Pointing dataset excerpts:

** START **

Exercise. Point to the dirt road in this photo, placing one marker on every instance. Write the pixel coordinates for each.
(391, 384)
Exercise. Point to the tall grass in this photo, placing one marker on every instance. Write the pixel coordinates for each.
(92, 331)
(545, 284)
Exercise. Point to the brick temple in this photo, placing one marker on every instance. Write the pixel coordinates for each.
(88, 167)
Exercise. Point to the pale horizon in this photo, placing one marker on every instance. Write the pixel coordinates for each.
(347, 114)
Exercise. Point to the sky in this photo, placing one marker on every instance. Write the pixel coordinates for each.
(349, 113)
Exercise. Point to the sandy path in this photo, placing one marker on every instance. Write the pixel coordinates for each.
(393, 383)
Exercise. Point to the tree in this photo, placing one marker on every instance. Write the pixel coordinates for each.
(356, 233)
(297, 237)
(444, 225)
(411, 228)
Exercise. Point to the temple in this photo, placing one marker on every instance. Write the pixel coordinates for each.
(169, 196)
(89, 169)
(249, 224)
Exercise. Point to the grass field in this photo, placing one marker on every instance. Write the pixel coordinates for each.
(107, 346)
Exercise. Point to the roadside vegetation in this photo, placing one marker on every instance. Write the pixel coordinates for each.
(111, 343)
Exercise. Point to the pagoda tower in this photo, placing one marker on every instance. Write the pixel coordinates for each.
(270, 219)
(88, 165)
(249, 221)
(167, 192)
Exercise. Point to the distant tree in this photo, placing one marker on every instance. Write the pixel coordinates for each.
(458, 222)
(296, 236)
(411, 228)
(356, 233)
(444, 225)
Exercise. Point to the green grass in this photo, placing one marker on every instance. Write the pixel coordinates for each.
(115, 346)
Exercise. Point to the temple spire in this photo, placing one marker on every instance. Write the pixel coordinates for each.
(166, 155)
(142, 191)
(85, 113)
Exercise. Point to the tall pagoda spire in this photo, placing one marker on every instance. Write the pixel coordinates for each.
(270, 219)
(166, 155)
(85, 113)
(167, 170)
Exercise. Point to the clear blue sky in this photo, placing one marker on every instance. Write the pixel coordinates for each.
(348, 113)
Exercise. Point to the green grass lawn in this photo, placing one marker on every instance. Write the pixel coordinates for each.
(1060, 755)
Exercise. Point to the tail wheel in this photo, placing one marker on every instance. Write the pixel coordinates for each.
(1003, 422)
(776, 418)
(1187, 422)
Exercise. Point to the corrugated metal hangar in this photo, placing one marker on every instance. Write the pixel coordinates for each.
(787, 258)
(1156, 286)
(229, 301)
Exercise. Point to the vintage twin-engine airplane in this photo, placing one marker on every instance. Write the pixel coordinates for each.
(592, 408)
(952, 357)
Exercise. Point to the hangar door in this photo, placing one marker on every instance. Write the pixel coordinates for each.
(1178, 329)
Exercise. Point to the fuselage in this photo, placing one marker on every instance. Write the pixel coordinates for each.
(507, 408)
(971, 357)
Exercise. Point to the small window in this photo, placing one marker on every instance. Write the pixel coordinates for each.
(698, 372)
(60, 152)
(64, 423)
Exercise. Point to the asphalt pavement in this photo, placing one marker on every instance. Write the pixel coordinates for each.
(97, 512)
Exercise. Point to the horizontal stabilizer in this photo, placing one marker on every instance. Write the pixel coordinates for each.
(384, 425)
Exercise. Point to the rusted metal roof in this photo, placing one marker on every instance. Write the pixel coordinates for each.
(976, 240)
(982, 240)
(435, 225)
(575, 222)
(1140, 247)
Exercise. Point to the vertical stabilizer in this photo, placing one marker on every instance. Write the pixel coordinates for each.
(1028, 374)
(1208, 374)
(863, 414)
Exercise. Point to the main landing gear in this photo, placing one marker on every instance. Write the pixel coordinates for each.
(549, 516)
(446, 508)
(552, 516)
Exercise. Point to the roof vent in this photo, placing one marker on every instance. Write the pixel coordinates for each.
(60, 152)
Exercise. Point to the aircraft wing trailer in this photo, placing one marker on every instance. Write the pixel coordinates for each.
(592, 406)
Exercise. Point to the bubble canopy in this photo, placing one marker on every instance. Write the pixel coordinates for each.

** END **

To be done — All of the lines above must be returned exactly.

Full output —
Exercise. Point to the dirt road in this photo, placing one marker on every instance. Write the pixel coordinates for each.
(391, 384)
Exercise. Point to the tall grass in this photo, placing one marker on every instance. Write the pixel coordinates for each.
(92, 331)
(545, 284)
Exercise. Point to the brick temple in this photo, placing one marker on every instance. Write the pixel coordinates for each.
(88, 167)
Exercise. Point to the pale horizon in this photo, placing one marker on every instance. Write the pixel coordinates for each.
(347, 114)
Exercise. Point to the sky in this photo, placing one marker on every instance. Write the pixel coordinates for each.
(349, 113)
Exercise. Point to the sandy path in this photo, placing one marker on every instance. Write the pixel coordinates for each.
(393, 383)
Exercise. Point to the tree in this photo, placing one marker on every instance. Write the pixel coordinates for each.
(356, 233)
(297, 237)
(444, 225)
(411, 228)
Exercise. Point to the temple in this photo, placing one marker on every instance. Write the pixel coordinates for each.
(169, 196)
(89, 169)
(249, 224)
Exercise. Point to the grass field in this photo, placing one marker on every instance. Write the pixel coordinates for each.
(107, 346)
Exercise. Point to the roadside vegetation in this photo, placing one marker on every instance. Write the pixel coordinates for each.
(111, 343)
Exercise. Point to the pagoda tower in this photo, placing one marker on every instance. Write the pixel coordinates for each.
(270, 219)
(88, 165)
(249, 221)
(167, 192)
Exercise. Point to the distant tree in this photo, placing one marker on every instance. Write the pixel coordinates for each.
(458, 222)
(296, 236)
(411, 228)
(356, 233)
(444, 225)
Exercise. Point to the green grass in this photo, placing one marker on every instance. Write the pixel coordinates for each.
(115, 346)
Exercise. Point to the temple spire in this photo, placing one marker on every instance. Write the pixel coordinates for each.
(166, 155)
(142, 191)
(85, 113)
Exercise. Point to the tall pagoda spire in this photo, placing one marker on every instance. Write the pixel coordinates for each.
(270, 219)
(166, 155)
(85, 113)
(167, 170)
Exercise. Point to the clear blue sky in this photo, placing one marker on every instance. Write the pixel coordinates for each.
(348, 113)
Exercise. Point to the green grass lawn in this photo, placing one marker on every instance. Write the pixel coordinates for each.
(1060, 755)
Exercise. Point to the tail wheel in this photo, placing one marker on every instance. Write the pixel coordinates for each.
(1003, 422)
(776, 418)
(1187, 422)
Exercise. Point to the corrugated metal hangar in this photo, placing one marker on every instance. Write the pixel coordinates for each.
(787, 258)
(1156, 286)
(229, 301)
Exercise. Point to the vintage twin-engine airplane in this photo, placing one marker on every instance. Write the pixel coordinates for each.
(592, 408)
(952, 357)
Exercise. Point to the hangar door in this photo, placing one marker on every instance. Write the pixel coordinates for each.
(1178, 329)
Exercise. Point to the fuselage in this photo, placing one marker on every instance. Write the pixel coordinates for each.
(507, 408)
(971, 357)
Exercise. Point to the small window in this photo, placing one marker on every instance. Write the pixel coordinates for each.
(698, 372)
(60, 152)
(64, 423)
Exercise. Point to the asphalt pavement in this photo, placing one marker on every instance. Write the pixel coordinates for each.
(97, 512)
Exercise. Point to the horizontal stabilizer in this photo, placing one marker on every instance. Write the pixel coordinates for each.
(384, 425)
Exercise. Point to the rusted metal roof in this photo, placing one marker on every instance. Write the pixel coordinates for each.
(976, 240)
(982, 240)
(435, 225)
(575, 222)
(1140, 247)
Exercise. Point to the vertical stabilizer in this photo, placing one marker on every instance. Write the pixel coordinates for each.
(1028, 374)
(1208, 374)
(863, 414)
Exercise. Point to the main landing gear in this photo, placing one marker on every instance. Write the pixel coordinates for each.
(549, 516)
(446, 508)
(552, 516)
Exercise. Point to the roof vent in this photo, placing one marker on every instance. Write the pixel coordinates for each.
(60, 152)
Exercise. Point to the aircraft wing trailer in this photo, placing one marker on every instance. Write the pixel coordinates for each.
(592, 406)
Exercise. Point to the bubble canopy in this photo, placing one marker on every instance. Write the pixel coordinates for each.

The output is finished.